[BEGIN DATA ENTRIES]
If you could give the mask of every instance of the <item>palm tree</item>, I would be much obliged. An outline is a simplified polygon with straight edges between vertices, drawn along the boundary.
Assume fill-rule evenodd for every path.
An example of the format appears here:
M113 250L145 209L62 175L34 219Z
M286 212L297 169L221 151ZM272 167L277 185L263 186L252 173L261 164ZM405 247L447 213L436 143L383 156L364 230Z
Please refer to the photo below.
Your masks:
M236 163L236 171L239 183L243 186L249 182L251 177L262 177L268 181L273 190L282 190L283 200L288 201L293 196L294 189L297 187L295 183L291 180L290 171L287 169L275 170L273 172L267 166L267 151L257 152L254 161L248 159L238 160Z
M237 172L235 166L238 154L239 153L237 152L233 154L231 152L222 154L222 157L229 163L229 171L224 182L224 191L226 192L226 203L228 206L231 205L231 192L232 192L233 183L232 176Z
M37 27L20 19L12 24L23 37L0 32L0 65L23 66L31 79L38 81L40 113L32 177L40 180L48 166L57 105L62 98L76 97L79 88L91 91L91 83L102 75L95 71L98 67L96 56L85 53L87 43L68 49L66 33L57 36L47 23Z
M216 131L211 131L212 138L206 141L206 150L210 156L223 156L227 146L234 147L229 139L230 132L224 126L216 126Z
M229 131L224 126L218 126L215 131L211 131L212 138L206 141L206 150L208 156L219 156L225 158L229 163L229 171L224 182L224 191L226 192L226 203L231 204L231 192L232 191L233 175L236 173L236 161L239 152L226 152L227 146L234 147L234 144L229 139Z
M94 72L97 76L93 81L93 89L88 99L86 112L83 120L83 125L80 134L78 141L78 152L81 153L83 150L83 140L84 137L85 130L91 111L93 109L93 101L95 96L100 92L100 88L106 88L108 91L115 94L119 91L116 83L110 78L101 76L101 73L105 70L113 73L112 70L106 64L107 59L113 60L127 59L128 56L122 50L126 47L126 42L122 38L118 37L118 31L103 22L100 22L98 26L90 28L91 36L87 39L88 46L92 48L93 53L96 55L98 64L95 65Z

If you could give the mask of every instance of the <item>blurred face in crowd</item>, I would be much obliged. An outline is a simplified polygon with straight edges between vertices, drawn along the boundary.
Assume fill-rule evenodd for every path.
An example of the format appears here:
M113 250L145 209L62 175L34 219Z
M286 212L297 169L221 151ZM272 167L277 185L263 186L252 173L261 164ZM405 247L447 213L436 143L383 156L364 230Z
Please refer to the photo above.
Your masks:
[END DATA ENTRIES]
### WHAT IS EXPECTED
Quote the entire listing above word for word, keeping every line unchanged.

### WORKED SOLUTION
If you could give the mask of every instance of the <item>palm tree</item>, I would be much obliged. An outline is a simplified polygon with straight edges between vertices, drawn along the boundary.
Assume fill-rule evenodd for every path.
An example of the format appears here:
M113 250L145 209L62 175L34 219Z
M286 212L297 169L221 151ZM272 167L277 185L263 186L252 173L261 164ZM405 247L447 213L436 143L383 156L364 230Z
Please refer to the photo below.
Your masks:
M236 163L236 171L239 183L243 186L249 182L251 177L262 177L268 181L273 190L282 190L283 200L288 201L293 196L294 189L297 187L295 183L291 180L290 171L287 169L275 170L273 172L267 166L267 151L257 152L254 161L248 159L238 160Z
M237 172L235 166L238 154L239 153L237 152L233 154L231 152L222 154L222 157L229 163L229 171L224 182L224 191L226 192L226 203L228 206L231 205L231 192L232 192L233 183L232 176Z
M37 27L20 19L12 24L23 37L0 32L0 65L23 66L31 79L38 81L40 113L32 177L40 180L48 166L57 105L62 98L76 97L79 88L91 91L91 83L102 75L95 71L98 67L96 56L85 53L87 43L68 49L66 33L57 36L47 23Z
M216 131L211 131L212 138L206 141L206 150L210 156L223 156L227 146L234 147L229 139L230 132L224 126L216 126Z
M229 131L224 126L218 126L215 131L211 131L212 138L206 141L206 150L208 156L219 156L225 158L229 163L229 171L224 182L224 191L226 192L226 203L231 204L231 192L232 191L233 175L236 173L236 161L239 152L226 152L227 146L234 147L234 144L229 139Z
M94 72L97 76L93 81L93 89L88 99L86 112L83 120L83 125L80 134L78 141L78 152L81 153L83 150L83 140L84 137L85 130L91 111L93 109L93 101L95 96L100 92L100 88L106 88L108 91L115 94L119 91L116 83L110 78L101 76L101 73L105 70L113 73L112 70L106 64L107 59L113 60L127 59L128 56L122 50L126 47L126 42L122 38L118 37L118 31L103 22L100 22L98 26L90 28L91 36L87 39L88 46L92 48L93 53L96 55L98 64L95 65Z

If you could give the mask of every instance of the <item>blurred face in crowd</item>, I would be much obliged. An outline is a simplified polygon with straight edges between vertices, drawn along the boundary.
Assume fill-rule evenodd for every path.
An example of the format appears here:
M113 250L145 209L62 175L34 219Z
M286 212L297 169L221 151ZM272 167L277 185L263 186L252 173L261 164ZM405 247L447 213L436 143L383 156L364 230Z
Please refer to the photo above.
Your masks:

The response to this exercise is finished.